─── Extract provided ───
Here's one that (I think) does that. For every step, the code becomes
simpler - which I like when it comes to security code :)

//Magnus

*** a/src/interfaces/libpq/fe-secure.c
--- b/src/interfaces/libpq/fe-secure.c
***************
*** 55,60 ****
--- 55,61 ----
  #endif

  #ifdef USE_SSL
+
  #include <openssl/ssl.h>
  #include <openssl/bio.h>
  #if (SSLEAY_VERSION_NUMBER >= 0x00907000L)
***************
*** 64,79 ****
  #include <openssl/engine.h>
  #endif

- /* fnmatch() needed for client certificate checking */
- #ifdef HAVE_FNMATCH
- #include <fnmatch.h>
- #else
- #include "fnmatchstub.h"
- #endif
- #endif   /* USE_SSL */
-
-
- #ifdef USE_SSL

  #ifndef WIN32
  #define USER_CERT_FILE        ".postgresql/postgresql.crt"
--- 65,70 ----
***************
*** 443,448 **** verify_cb(int ok, X509_STORE_CTX *ctx)
--- 434,481 ----
      return ok;
  }

+
+ /*
+  * Check if a wildcard certificate matches the server hostname.
+  *
+  * The rule for this is:
+  *  1. We only match the '*' character as wildcard
+  *  2. We match only wildcards at the start of the string
+  *  3. The '*' character does *not* match '.', meaning that we match only
+  *     a single pathname component.
+  *  4. We don't support more than one '*' in a single pattern.
+  *
+  * This is roughly in line with RFC2818, but contrary to what most browsers
+  * appear to be implementing (point 3 being the difference)
+  *
+  * Matching is always cone case-insensitive, since DNS is case insensitive.
+  */
+ static int
+ wildcard_certificate_match(const char *pattern, const char *string)
+ {
+     /* If we don't start with a wildcard, it's not a match (rule 1 & 2) */
+     if (strlen(pattern) < 3 ||
+         pattern[0] != '*' ||
+         pattern[1] != '.')
+         return 0;
+
+     if (strlen(pattern) > strlen(string))
+         /* If pattern is longer than the string, we can never match */
+         return 0;
+
+     if (pg_strcasecmp(pattern+1, string+strlen(string)-strlen(pattern)+1) != 0)
+         /* If string does not end in pattern (minus the wildcard), we don't match */
+         return 0;
+
+     if (strchr(string, '.') < string+strlen(string)-strlen(pattern))
─── Extracted material ───
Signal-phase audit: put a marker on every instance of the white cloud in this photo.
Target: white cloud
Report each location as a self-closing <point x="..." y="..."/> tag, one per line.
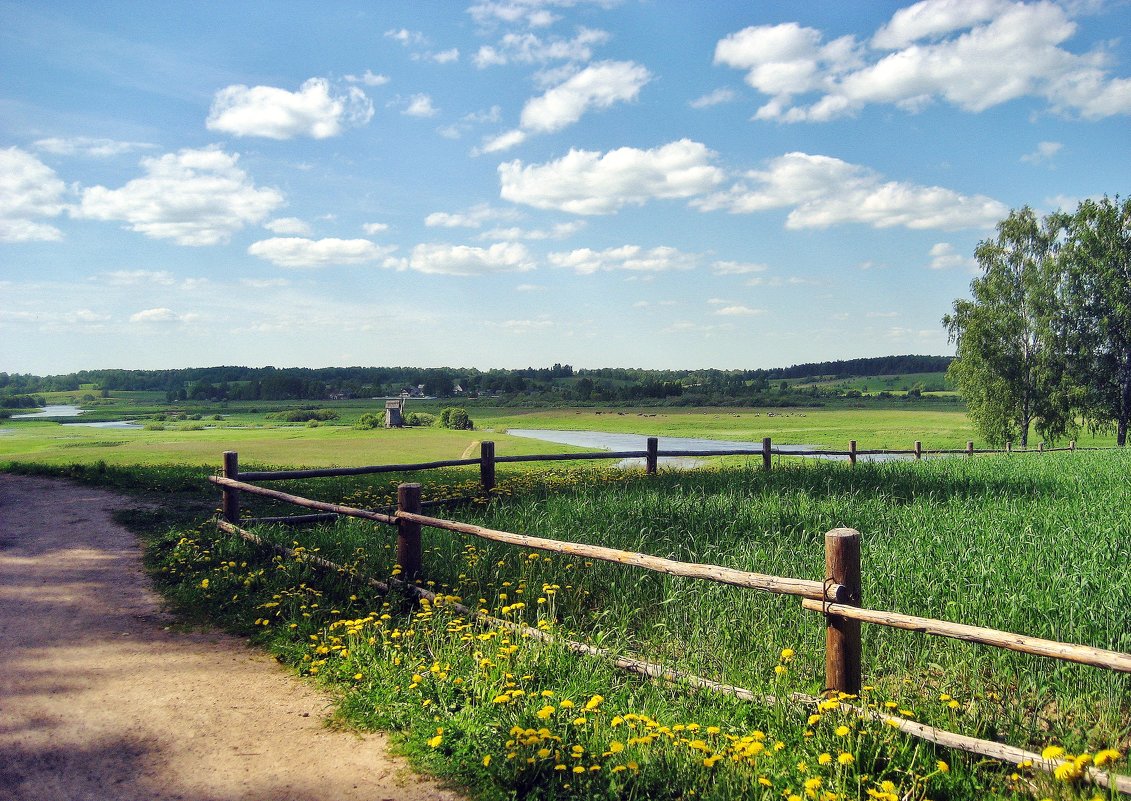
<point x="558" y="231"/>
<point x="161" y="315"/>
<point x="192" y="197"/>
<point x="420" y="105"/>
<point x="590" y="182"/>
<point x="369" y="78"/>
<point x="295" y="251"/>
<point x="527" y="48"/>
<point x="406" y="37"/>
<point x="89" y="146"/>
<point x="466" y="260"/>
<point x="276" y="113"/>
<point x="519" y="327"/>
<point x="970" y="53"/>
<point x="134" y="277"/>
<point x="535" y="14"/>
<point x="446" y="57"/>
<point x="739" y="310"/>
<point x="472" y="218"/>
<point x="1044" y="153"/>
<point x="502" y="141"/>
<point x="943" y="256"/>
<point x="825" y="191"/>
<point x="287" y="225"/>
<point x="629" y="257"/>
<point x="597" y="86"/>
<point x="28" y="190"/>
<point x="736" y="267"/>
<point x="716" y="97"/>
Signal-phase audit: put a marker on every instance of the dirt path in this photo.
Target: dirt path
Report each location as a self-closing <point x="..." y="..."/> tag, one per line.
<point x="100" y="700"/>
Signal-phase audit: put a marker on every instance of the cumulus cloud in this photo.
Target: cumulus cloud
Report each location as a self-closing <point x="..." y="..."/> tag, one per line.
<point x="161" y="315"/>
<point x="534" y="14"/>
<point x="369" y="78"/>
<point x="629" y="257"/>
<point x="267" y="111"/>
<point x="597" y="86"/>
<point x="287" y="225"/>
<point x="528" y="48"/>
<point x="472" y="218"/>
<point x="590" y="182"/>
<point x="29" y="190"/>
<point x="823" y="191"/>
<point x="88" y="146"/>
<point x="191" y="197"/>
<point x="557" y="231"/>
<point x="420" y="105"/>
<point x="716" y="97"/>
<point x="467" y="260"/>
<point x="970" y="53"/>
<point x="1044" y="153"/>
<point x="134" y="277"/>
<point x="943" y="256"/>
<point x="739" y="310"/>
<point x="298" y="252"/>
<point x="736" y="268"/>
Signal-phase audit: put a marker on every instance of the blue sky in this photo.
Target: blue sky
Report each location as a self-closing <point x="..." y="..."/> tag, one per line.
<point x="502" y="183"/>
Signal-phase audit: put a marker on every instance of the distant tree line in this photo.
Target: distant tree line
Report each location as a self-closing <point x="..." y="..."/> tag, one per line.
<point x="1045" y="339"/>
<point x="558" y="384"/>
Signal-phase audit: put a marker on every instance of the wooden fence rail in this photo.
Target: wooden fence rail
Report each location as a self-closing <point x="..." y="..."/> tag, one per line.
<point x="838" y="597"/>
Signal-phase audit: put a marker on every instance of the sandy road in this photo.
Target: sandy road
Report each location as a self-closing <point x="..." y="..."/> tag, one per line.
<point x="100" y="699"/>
───
─── Extracted material ───
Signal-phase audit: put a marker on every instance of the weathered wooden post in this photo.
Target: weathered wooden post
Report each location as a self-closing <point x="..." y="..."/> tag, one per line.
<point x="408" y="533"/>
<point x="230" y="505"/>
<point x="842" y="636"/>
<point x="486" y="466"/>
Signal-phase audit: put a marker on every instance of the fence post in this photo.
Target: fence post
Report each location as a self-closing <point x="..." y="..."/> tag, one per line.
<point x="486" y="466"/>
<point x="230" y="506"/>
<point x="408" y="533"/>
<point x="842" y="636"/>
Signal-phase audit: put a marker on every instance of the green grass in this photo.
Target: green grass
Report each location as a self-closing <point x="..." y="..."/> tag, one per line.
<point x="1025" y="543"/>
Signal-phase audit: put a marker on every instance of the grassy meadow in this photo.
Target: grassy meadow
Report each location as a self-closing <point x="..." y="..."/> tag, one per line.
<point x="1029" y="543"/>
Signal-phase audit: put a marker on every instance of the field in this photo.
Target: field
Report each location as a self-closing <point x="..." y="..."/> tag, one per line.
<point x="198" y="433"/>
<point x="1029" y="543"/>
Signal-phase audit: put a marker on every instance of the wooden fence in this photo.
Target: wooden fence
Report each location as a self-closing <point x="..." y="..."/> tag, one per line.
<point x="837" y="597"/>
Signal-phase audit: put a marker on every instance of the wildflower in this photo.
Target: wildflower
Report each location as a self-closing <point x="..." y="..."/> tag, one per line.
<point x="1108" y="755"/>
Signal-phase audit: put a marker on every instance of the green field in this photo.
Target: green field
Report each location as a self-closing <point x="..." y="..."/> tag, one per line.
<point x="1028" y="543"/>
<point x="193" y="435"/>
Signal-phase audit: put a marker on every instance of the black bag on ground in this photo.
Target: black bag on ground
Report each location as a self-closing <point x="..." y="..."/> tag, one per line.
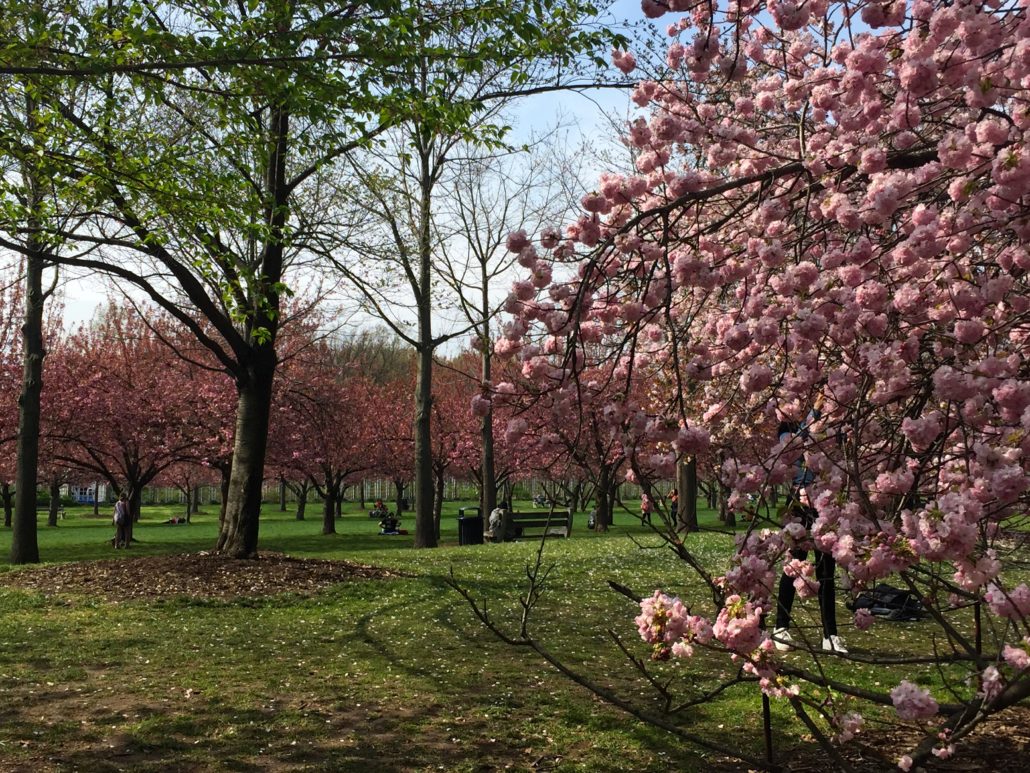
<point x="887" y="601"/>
───
─── Extracted material ───
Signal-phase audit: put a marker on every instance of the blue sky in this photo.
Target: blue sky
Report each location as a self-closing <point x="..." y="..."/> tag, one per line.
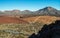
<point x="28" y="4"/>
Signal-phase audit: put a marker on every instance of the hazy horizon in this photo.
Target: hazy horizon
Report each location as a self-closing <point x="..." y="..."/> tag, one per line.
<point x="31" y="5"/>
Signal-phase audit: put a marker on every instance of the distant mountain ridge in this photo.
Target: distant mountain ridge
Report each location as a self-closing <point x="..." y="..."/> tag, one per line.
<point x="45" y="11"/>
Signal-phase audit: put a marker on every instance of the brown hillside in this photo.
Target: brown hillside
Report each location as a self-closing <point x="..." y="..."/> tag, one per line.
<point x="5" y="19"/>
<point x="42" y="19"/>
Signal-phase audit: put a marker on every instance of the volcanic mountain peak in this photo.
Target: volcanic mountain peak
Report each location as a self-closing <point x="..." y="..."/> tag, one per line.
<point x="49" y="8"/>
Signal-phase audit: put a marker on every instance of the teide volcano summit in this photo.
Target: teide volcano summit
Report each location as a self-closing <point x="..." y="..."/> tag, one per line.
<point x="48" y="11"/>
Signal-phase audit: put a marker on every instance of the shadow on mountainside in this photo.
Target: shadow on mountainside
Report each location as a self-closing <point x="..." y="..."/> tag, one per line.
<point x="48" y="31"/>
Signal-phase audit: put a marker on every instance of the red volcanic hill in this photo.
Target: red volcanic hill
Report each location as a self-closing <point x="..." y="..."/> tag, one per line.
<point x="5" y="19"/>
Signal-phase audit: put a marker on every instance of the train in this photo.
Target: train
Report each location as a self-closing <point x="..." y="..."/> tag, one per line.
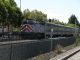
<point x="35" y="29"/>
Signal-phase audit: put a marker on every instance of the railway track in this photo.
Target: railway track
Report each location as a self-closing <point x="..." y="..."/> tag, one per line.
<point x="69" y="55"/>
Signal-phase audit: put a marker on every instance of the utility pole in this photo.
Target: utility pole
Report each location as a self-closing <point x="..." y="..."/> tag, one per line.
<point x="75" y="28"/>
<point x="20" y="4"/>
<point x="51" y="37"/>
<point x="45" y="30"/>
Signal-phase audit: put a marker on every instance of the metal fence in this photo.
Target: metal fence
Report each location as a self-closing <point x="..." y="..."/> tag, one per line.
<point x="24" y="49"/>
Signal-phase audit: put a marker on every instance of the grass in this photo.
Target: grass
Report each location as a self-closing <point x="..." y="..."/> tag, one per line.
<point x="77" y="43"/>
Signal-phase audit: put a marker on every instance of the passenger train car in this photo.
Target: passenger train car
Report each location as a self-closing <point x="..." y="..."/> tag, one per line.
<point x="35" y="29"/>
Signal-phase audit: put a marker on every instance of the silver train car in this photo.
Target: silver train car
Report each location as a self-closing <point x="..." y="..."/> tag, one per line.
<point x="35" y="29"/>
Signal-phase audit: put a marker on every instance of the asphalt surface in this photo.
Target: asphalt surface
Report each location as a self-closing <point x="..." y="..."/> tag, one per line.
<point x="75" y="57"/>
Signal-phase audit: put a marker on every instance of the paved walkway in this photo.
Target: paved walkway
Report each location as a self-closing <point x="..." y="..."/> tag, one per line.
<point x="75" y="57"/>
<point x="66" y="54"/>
───
> _The tasks_
(a) Translate this sentence from the patch into French: "Check if a wildcard certificate matches the server hostname."
(b) Write out the part of the patch between "#ifndef WIN32" and "ok, X509_STORE_CTX *ctx)", inclusive, without any changes.
Work only from the patch text above, not from the data.

> _Solutions_
(a) Vérifier si un certificat générique correspond au nom d'hôte du serveur.

(b)
#ifndef WIN32
  #define USER_CERT_FILE        ".postgresql/postgresql.crt"
--- 65,70 ----
***************
*** 443,448 **** verify_cb(int ok, X509_STORE_CTX *ctx)